Rows from a pointing dataset:
-- Begin --

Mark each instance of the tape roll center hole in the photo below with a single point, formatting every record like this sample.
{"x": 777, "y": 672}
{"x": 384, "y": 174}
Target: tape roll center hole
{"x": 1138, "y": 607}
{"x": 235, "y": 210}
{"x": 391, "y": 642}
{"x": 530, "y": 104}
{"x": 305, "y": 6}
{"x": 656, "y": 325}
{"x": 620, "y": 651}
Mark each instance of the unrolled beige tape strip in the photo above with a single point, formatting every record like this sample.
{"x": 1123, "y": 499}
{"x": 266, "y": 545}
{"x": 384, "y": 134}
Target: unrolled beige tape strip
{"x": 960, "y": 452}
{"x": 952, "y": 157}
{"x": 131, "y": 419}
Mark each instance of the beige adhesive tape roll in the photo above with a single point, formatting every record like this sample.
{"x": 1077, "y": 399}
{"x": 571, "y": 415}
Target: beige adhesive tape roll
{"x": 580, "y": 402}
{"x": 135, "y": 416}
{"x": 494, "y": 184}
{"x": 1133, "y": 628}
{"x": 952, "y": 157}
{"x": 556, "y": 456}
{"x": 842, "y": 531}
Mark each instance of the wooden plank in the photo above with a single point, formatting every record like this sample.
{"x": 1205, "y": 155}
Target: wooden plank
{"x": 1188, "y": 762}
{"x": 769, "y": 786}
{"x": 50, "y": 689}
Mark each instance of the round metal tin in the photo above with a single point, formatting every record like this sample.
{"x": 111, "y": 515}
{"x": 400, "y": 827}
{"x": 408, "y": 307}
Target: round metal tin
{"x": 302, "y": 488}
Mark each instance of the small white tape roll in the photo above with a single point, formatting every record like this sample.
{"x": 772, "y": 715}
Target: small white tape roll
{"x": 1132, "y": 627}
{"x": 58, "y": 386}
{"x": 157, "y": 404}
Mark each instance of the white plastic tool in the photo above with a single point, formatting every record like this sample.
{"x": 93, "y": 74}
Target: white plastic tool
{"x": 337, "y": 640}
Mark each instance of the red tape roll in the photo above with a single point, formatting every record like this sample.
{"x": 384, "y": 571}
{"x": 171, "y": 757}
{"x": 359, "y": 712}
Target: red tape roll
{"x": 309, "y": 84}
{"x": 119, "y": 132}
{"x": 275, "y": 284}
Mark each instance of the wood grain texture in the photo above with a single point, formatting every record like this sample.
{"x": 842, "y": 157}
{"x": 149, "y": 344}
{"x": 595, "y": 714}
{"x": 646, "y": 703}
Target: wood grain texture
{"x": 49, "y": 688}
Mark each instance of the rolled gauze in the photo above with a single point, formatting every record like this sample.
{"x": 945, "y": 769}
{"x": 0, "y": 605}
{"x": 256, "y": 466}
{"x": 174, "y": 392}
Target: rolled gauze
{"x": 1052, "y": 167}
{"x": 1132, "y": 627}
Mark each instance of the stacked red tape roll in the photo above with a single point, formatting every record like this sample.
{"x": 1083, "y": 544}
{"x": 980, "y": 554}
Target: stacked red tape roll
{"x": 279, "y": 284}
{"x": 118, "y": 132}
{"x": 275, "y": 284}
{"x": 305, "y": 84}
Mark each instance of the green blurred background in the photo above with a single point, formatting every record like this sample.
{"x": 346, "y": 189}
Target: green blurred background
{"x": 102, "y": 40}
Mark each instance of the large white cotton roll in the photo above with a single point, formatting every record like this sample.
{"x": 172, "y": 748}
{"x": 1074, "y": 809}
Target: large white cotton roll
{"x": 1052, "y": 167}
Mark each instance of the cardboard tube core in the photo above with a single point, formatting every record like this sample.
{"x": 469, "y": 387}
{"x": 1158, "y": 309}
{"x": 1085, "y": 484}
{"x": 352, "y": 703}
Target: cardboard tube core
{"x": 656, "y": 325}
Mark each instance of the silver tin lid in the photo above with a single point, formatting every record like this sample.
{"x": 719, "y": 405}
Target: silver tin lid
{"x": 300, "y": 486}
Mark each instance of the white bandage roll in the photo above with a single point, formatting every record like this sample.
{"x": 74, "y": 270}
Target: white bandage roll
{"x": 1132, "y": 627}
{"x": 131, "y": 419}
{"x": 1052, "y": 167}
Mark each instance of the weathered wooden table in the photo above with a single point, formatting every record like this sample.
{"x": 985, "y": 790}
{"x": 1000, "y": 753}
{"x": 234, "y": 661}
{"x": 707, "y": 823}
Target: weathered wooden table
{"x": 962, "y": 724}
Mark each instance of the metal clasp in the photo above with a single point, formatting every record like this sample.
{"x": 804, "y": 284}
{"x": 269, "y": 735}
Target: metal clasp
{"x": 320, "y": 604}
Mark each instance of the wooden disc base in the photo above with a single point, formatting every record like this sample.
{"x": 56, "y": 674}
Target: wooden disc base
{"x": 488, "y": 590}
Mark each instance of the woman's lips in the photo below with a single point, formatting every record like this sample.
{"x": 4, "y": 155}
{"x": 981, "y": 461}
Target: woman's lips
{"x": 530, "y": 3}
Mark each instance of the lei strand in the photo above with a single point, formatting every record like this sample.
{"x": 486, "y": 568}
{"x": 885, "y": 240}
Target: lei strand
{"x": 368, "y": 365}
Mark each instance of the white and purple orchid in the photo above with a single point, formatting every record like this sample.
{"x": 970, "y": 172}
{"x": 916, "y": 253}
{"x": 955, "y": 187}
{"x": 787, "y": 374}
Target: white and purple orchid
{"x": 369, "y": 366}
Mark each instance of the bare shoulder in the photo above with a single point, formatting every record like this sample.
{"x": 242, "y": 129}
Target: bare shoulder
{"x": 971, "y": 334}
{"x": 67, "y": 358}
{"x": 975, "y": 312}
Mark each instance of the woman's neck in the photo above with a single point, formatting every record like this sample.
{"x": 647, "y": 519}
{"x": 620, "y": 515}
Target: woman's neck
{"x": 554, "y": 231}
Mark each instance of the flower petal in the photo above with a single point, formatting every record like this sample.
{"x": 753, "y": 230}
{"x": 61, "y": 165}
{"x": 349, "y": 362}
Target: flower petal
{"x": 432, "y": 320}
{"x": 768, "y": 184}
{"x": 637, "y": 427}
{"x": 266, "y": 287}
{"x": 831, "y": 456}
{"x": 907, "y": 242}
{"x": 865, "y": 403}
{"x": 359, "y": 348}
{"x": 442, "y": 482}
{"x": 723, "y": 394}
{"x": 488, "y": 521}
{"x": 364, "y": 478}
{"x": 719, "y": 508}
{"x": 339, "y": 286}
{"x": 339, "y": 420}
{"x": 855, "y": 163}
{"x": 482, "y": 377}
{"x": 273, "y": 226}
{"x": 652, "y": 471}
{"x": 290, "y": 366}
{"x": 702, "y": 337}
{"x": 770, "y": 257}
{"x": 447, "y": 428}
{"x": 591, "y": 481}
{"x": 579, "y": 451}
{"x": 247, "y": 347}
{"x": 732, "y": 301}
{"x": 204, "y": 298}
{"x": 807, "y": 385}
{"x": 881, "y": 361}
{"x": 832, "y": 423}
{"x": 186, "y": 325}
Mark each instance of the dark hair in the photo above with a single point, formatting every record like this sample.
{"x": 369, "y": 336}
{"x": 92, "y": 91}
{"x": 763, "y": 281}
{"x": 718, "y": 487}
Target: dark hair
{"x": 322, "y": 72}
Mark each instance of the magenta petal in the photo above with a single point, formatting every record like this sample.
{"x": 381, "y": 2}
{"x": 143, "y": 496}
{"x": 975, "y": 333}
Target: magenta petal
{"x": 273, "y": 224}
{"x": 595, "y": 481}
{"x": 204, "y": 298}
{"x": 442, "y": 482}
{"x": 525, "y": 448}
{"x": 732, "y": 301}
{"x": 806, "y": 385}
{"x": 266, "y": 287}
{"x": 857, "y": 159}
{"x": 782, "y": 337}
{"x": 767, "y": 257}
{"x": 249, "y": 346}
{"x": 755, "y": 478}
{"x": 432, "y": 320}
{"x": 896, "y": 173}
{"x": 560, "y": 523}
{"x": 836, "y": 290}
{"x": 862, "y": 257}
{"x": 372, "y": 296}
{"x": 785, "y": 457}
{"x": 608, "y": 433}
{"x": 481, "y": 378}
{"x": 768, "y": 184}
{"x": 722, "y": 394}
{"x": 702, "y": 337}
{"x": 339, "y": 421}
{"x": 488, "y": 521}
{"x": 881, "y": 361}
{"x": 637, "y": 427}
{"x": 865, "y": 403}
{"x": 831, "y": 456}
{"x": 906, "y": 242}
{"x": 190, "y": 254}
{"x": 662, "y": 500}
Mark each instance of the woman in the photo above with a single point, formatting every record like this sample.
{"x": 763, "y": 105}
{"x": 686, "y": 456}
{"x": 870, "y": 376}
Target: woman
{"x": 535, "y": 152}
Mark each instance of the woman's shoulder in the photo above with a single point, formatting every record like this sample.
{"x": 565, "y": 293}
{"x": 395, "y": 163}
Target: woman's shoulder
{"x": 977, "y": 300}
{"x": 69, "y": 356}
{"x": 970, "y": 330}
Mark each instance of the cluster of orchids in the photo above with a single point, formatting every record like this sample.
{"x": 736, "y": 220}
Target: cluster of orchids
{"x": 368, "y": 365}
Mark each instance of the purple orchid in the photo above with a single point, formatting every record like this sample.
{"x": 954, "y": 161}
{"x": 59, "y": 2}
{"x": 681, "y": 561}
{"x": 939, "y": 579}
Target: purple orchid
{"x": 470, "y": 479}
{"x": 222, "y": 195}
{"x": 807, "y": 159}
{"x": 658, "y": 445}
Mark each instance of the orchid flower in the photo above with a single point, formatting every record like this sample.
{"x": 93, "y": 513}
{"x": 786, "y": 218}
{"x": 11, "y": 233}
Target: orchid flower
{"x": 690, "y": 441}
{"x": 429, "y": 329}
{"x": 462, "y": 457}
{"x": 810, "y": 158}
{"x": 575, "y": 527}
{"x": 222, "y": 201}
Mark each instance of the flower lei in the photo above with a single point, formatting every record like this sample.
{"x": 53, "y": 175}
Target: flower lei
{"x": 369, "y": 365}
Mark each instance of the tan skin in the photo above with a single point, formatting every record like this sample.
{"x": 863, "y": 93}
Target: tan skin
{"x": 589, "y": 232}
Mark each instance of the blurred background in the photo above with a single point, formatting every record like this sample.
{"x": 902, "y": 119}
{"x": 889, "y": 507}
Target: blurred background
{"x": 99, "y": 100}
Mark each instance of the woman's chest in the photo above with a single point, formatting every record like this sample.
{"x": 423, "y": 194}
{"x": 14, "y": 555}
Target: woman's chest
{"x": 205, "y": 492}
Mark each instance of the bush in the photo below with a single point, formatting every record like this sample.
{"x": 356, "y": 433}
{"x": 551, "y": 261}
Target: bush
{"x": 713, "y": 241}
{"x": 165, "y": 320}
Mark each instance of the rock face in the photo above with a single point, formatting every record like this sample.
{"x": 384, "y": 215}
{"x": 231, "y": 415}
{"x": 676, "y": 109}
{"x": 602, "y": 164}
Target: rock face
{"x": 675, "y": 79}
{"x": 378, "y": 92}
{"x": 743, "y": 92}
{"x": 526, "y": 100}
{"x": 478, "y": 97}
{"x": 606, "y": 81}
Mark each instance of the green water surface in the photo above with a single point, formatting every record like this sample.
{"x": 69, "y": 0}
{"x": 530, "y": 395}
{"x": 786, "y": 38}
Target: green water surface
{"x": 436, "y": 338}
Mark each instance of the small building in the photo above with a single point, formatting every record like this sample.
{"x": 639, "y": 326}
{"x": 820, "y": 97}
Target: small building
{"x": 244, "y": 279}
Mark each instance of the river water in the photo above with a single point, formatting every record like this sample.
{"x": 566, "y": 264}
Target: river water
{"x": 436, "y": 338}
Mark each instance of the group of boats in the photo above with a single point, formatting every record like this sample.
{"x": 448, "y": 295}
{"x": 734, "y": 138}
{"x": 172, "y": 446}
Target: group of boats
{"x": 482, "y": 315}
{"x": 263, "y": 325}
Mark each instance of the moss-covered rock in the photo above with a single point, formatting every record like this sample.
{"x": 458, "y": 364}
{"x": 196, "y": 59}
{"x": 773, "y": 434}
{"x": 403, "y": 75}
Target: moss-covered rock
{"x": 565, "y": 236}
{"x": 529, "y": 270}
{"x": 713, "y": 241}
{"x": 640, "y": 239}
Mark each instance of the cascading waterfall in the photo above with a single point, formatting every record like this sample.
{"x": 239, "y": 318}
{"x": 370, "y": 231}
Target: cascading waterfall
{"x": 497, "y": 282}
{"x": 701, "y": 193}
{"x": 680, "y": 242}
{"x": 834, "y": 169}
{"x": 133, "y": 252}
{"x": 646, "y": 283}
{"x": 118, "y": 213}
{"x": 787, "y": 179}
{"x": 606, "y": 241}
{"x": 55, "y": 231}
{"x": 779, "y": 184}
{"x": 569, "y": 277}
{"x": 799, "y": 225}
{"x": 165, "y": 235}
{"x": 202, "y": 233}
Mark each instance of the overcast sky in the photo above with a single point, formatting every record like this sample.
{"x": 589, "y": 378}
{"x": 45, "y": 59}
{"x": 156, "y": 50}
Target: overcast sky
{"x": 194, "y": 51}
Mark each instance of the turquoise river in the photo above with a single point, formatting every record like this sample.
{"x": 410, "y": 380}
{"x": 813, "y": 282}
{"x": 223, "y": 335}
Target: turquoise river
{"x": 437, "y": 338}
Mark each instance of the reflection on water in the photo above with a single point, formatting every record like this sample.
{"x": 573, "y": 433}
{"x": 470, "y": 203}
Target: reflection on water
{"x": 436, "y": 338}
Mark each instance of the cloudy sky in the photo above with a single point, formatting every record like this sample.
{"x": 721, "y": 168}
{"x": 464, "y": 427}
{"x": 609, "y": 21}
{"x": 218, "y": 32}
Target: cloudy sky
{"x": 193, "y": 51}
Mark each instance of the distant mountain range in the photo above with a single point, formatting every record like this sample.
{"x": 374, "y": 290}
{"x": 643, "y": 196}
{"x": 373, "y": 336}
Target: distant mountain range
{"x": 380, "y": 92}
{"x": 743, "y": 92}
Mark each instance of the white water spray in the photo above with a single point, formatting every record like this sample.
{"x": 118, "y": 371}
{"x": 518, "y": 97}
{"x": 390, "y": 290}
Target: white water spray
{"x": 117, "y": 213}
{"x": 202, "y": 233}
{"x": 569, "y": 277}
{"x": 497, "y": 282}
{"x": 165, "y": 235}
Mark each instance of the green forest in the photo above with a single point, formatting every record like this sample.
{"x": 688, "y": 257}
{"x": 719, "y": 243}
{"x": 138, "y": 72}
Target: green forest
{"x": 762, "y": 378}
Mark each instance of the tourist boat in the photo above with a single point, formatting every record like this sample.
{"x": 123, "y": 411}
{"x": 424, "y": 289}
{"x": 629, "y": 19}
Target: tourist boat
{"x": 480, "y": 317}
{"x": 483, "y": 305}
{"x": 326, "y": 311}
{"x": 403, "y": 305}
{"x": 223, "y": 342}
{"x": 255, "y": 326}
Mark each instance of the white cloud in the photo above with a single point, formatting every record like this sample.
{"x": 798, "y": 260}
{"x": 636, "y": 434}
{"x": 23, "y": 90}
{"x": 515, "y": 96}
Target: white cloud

-- End --

=== Problem description ===
Only the lines from the one that contains "Mark each instance of the green forest" to the end of the data should be output, exactly as they appear.

=== Result ===
Mark each instance of the green forest in the photo above with a single point, formatting every record like this sample.
{"x": 688, "y": 257}
{"x": 719, "y": 243}
{"x": 138, "y": 72}
Target: green forest
{"x": 762, "y": 378}
Mark each instance of the tourist boat in the photo above with a single point, formatting every record like this sample.
{"x": 123, "y": 411}
{"x": 424, "y": 289}
{"x": 629, "y": 19}
Target: tourist boat
{"x": 480, "y": 317}
{"x": 483, "y": 305}
{"x": 326, "y": 311}
{"x": 403, "y": 305}
{"x": 223, "y": 342}
{"x": 255, "y": 326}
Mark each instance of the white cloud in the photo above with a single point, formatting every record like this sample.
{"x": 798, "y": 260}
{"x": 636, "y": 434}
{"x": 23, "y": 90}
{"x": 515, "y": 96}
Target: white cloud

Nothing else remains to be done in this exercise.